**** Текст для чтения ****

В заключение можно сказать, что первая стадия детского рассуждения — это стадия первоначального, или необратимого, умственного опыта, вторая стадия отмечена началом обратимости в умственных опытах и третья стадия знаменуется появлением формальной дедукции и логического опыта, ибо лишь последний способен сделать умственные опыты вполне обратимыми. Можно еще сказать, что на первой стадии рассуждение ограничивается «подражанием» действительности — такой, как она есть, не приходя к необходимым связям; на второй стадии рассуждение оперирует с действительностью, то есть создает отчасти обратимые опыты и этим приводит к сознанию связи между некоторыми утверждениями и некоторыми результатами; наконец, на третьей стадии эти операции неизбежно влекут одна другую в том смысле, что ребенок замечает, что, утверждая одно, он тем самым обязывается утверждать и другое; таким образом, в итоге получается необходимая связь между операциями как таковыми и полная обратимость мысли.
§ 6. Вывод. Эгоцентризм и логика
Первый вывод из нашего исследования эволюции рассуждения — это примат логики отношений[109]. Хотя правильное употребление отношений появляется последним, но то, что является последним в порядке хронологическом, часто представляется первым в порядке ценности. В самом деле, следует сказать, что способность рассуждать логически подчинена возможности оперировать логикой отношений. В обычном рассуждении, как и в рассуждении математическом, мы делаем умозаключения лишь по поводу частных случаев, но, строя и комбинируя отношения, которые различные элементы этих предметов представляют между собой, мы обобщаем начальные отношения настолько полно, насколько это нужно.

****

Задание ▸ Продолжите текст о развитии детского рассуждения, начав сразу после его последнего предложения.

**** Выдержка из данных ****

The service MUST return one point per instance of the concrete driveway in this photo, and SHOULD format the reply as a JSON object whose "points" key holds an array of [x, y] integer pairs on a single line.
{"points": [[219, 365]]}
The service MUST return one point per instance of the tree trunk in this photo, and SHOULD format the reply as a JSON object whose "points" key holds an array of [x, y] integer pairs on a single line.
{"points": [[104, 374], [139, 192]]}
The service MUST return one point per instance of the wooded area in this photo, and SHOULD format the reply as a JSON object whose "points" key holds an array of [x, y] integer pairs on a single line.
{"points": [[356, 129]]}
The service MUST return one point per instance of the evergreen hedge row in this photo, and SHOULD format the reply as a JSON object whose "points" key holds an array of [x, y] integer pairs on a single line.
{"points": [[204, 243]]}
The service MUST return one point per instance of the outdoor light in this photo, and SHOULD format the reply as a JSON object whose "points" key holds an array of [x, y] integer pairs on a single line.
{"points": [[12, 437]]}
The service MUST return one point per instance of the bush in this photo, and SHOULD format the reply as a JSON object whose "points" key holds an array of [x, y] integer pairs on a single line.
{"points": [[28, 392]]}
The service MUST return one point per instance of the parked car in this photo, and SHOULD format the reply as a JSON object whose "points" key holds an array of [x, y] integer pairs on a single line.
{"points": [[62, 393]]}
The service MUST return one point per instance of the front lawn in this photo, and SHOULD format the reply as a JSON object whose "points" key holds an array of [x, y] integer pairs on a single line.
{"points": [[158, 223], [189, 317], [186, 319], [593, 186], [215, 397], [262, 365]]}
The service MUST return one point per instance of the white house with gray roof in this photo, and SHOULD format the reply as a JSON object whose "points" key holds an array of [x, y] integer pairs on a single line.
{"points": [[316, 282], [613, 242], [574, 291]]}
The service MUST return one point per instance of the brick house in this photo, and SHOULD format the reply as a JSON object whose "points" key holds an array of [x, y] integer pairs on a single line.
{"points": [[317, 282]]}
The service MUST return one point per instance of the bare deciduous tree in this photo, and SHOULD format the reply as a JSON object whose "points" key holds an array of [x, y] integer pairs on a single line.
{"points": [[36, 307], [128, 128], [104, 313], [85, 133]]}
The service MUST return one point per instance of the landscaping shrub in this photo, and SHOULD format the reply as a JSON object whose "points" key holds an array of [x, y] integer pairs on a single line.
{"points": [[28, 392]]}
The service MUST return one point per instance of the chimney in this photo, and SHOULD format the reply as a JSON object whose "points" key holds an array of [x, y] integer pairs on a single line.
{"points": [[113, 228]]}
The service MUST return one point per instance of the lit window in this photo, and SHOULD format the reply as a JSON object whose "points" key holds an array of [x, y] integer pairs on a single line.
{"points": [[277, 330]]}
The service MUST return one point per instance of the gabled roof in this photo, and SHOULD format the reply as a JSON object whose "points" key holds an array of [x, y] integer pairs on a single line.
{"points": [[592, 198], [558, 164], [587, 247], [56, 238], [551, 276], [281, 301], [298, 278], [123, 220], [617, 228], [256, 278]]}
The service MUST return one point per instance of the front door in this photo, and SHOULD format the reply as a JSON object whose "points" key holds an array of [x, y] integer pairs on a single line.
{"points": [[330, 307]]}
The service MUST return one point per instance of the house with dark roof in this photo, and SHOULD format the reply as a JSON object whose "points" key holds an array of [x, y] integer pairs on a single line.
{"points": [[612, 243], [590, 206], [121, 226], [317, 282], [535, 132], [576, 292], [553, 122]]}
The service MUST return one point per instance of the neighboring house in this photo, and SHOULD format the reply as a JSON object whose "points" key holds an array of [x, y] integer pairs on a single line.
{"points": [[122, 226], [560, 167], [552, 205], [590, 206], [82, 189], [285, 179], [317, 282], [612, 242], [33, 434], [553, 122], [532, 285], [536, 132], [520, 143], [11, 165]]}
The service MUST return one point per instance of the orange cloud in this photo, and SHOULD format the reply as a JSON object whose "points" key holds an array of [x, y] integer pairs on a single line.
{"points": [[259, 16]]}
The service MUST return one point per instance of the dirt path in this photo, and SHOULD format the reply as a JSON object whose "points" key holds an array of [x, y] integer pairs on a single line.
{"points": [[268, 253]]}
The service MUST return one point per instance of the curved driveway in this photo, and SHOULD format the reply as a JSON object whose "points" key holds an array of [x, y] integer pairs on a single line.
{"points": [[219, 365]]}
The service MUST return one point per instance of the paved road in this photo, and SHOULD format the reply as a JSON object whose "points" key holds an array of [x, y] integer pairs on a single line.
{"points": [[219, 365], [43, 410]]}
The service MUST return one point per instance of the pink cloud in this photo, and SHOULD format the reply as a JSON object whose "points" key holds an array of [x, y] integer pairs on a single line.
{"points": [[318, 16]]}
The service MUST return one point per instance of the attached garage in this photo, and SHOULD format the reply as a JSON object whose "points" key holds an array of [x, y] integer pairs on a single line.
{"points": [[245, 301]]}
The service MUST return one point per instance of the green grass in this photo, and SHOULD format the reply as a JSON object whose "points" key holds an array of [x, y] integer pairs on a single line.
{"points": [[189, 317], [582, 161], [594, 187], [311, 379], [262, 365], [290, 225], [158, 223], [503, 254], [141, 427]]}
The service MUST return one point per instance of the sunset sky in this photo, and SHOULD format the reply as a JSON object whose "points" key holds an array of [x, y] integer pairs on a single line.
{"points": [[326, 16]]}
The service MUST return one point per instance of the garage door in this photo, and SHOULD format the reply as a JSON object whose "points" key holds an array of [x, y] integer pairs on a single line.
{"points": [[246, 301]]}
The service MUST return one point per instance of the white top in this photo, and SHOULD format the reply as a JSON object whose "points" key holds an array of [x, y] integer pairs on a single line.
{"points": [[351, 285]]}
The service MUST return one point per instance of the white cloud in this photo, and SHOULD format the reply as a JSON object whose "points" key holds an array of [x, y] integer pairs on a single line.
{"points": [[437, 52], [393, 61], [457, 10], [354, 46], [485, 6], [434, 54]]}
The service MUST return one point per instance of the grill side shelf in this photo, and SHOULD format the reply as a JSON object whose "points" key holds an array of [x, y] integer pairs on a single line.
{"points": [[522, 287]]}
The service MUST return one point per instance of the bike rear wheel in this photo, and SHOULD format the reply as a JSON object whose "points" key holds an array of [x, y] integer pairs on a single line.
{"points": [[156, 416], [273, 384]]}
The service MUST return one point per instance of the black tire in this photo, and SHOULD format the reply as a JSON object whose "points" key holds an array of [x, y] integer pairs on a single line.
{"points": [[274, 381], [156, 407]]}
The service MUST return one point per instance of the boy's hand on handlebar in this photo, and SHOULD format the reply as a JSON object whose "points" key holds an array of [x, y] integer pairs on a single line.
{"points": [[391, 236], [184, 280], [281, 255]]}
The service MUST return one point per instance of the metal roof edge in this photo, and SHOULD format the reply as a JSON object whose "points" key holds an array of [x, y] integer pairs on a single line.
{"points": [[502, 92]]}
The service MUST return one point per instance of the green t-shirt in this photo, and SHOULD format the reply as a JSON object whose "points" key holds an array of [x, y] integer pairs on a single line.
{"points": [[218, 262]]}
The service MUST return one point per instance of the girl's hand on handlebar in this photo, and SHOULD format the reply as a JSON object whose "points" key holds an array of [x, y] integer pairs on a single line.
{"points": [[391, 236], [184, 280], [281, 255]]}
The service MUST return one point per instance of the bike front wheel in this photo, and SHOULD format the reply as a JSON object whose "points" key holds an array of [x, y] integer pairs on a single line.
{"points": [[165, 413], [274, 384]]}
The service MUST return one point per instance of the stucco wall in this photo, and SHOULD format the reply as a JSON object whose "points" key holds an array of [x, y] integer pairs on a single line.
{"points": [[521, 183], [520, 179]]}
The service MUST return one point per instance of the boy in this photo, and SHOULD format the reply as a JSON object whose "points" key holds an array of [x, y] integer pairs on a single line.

****

Ответ ▸
Логические классы сами находятся в зависимости от отношений. Совокупности темноволосых и светловолосых индивидуумов получаются благодаря отношениям и их умножению. Забыть отношения, находящиеся в основе классификации, — это значит отнять у нее всякое значение. В логике, как и в математике, можно говорить о совокупностях, но они имеют значение лишь постольку, поскольку в памяти сохраняется закон построения и есть комбинация отношений.
Таким образом, силлогизм является не рассуждением в собственном смысле слова, но, так сказать, сокращенным рассуждением, которое состоит в употреблении связей присущности (принадлежности и включения) без принятия в расчет отношений, которые одни только и позволяют строить классы и этим устанавливать названные связи. А отсюда силлогизм обязателен, но не плодотворен. Он не является дедуктивным рассуждением, но он позволяет быстро применять предшествующие результаты. В этом пункте мы примыкаем к положениям Гобло.
Логическое сложение и логическое умножение, употребление которых, как мы видели, не первоначально у ребенка, находятся в зависимости от логики отношений, поскольку они суть операции, создающие классы. Найти у двух классов общий элемент — это построить отношения между данными индивидуумами и извлечь из возникшего построения классификацию.
Короче, плодотворность рассуждения зависит от нашей неограниченной способности строить новые отношения, ибо два данных отношения всегда достаточны, чтобы найти третье путем умножения, и т. д. Логика классов является моментальной фотографией, снятой с этого построения, так как каждое отношение имеет свою «область» и позволяет в каждый момент переходить от точки зрения отношения к точке зрения класса и присущности. В повседневной жизни самое обыкновенное рассуждение есть рассуждение путем отношений, а силлогизм и энтимема состоят лишь в приложении полученных результатов. Все это сейчас общеизвестная истина.
Если противоположное мнение имело такую силу, то это потому, что осознание собственной мысли всегда опрокидывает порядок вещей и лишь в последнюю очередь схватывает то, что фактически стоит на первом месте. Так, классы привлекли внимание гораздо раньше отношений, потому что, будучи производными, последние наполняют выработанную ими, выраженную словесно мысль, тогда как само построение остается незамеченным.
Попытаемся теперь уточнить наши генетические результаты. Чем трансдукция отличается от дедукции и каков характер первоначальных отношений?
Первоначальное рассуждение, — говорят нам, — это «умственный опыт», по-другому — комбинация в воображении тех отношений, которые непосредственно предлагает реальность. И вот эти первичные отношения всегда суть отношения между моим «Я» и вещами, ибо действительность на первых стадиях является неотчетливой смесью имитации и ассимиляции. Это значит, что в измеряемое, которым является мир, входит измеряющее: мое «Я». И любое отношение, данное «умственным опытом», должно вначале носить на себе след этих двух солидарных терминов.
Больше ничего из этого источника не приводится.